--- begin ---
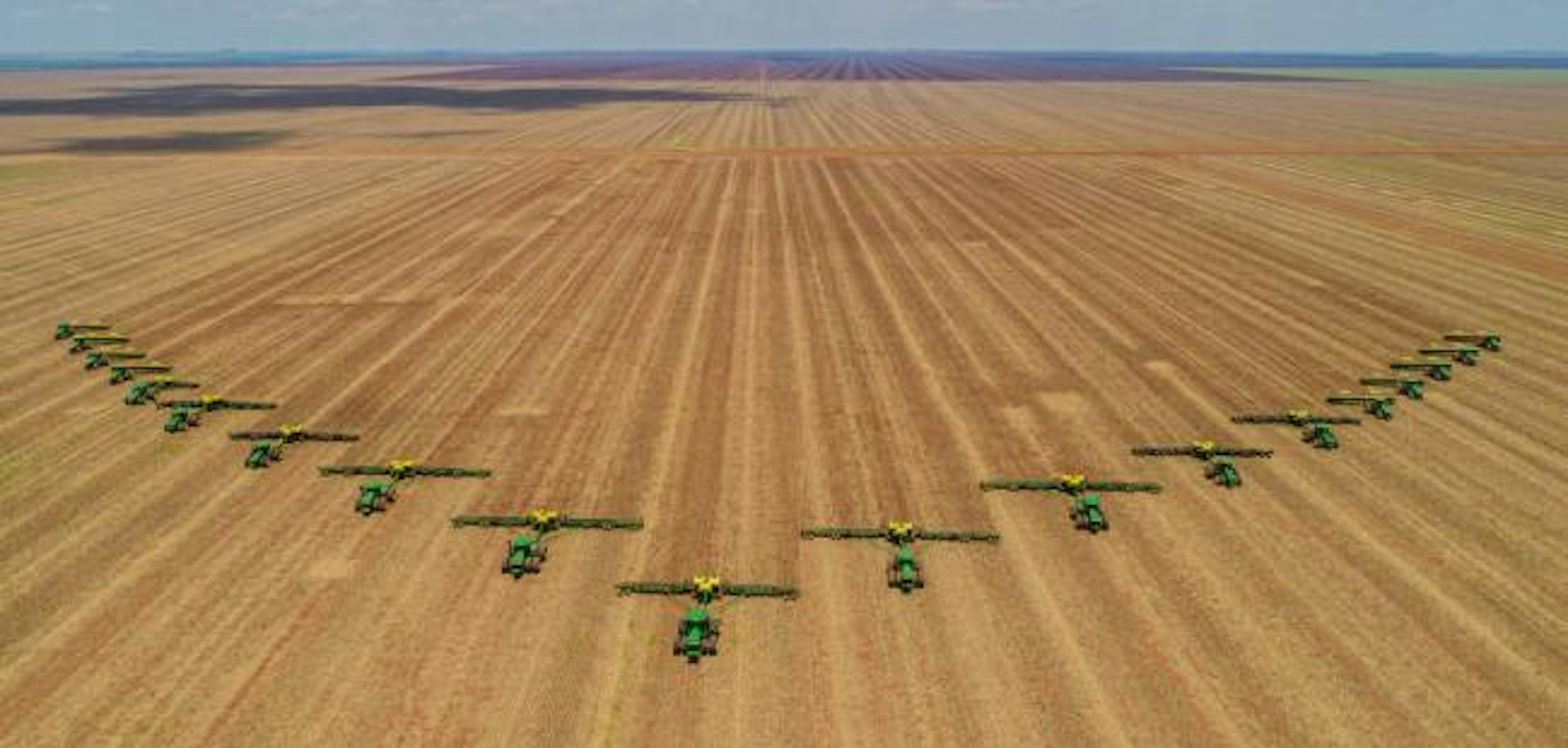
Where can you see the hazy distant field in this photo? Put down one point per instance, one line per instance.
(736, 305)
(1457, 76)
--- end ---
--- begin ---
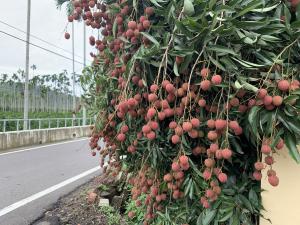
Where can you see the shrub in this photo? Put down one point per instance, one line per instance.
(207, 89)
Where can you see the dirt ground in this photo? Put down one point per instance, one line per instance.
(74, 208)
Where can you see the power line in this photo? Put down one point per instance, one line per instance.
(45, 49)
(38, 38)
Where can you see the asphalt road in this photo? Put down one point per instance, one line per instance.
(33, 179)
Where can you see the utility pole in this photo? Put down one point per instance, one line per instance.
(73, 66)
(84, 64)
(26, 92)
--- end ---
--- begin ---
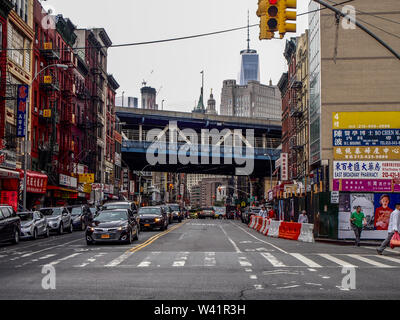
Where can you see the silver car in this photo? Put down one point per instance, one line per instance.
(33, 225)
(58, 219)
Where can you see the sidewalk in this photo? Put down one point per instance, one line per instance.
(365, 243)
--- end ---
Given task:
Pick out every line in the records above that contains the word "instance", and copy each of those lines.

In response:
Where can you see the hazy distant field in this photo? Put down one point per instance, one line per instance.
Where can you see the shrub in this photo? Put down one point per instance, one line per instance.
Where can you see the dirt ground in this photo? Put down one point per instance, one line per instance.
Where can you see the power line in this photo? Put down one point per instance, one line per instance.
Where can you see the asphalt road in this photo? Put down one point per instance, one line per instance.
Where can you see the utility pole in this photo? Put down one point per instance, one line per instance.
Where can you see the silver car in this photo? Put down one point per instance, one line per instance.
Where can you see the sidewalk in this photo? Put down one point per instance, one line per instance.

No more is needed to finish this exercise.